Exercise directions: The data below is to be repeated in full, exactly as given.

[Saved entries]
[Start of Attachment]

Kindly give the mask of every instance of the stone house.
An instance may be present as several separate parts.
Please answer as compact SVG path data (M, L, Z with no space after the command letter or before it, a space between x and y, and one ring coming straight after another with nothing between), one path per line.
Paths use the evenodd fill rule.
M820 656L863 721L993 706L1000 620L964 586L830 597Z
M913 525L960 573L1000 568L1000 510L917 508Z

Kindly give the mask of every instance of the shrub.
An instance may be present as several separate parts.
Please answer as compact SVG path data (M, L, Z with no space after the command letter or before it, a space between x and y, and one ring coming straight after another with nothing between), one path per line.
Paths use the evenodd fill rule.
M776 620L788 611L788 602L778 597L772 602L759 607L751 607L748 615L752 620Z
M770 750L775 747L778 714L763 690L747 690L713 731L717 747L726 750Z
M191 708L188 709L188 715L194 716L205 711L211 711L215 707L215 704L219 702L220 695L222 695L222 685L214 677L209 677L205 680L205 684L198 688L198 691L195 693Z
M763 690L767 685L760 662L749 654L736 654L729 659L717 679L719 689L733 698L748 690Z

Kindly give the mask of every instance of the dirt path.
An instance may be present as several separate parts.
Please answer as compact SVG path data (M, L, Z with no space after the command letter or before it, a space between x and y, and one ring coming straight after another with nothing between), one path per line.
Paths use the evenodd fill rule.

[End of Attachment]

Answer:
Kindly give the mask of every instance of the stone house.
An instance may be present as several separate parts.
Please answer as compact SVG path data (M, L, Z with no space after the command letter or before it, a space between x and y, and one ring coming straight after another with nothing between), one path per line.
Paths use the evenodd fill rule.
M820 656L863 721L993 706L1000 620L964 586L830 597Z
M913 525L960 573L1000 568L1000 510L917 508Z

Kindly give the mask of every instance of the shrub.
An instance may be present as several separate parts.
Please answer as compact SVG path data (M, L, Z with no space after the command letter or before it, a space between x and y, and one ring coming straight after another with nothing between), one path per line.
Paths use the evenodd fill rule.
M776 620L788 611L788 602L778 597L772 602L759 607L751 607L748 615L752 620Z
M770 750L775 747L778 714L763 690L747 690L713 731L717 747L726 750Z
M191 708L188 709L188 715L194 716L205 711L211 711L215 707L215 704L219 702L220 695L222 695L222 685L214 677L209 677L205 680L205 684L198 688L198 691L195 693Z
M763 690L767 685L760 662L749 654L736 654L729 659L717 679L719 689L733 698L748 690Z

Kindly give the mask of every instance of the dirt path.
An instance may be present as several separate parts.
Please answer as compact SVG path data (M, L, Z with no space after the command letter or before it, a space between x and y, and one ring coming straight after another with nothing between), one path per line.
Paths use the evenodd fill rule.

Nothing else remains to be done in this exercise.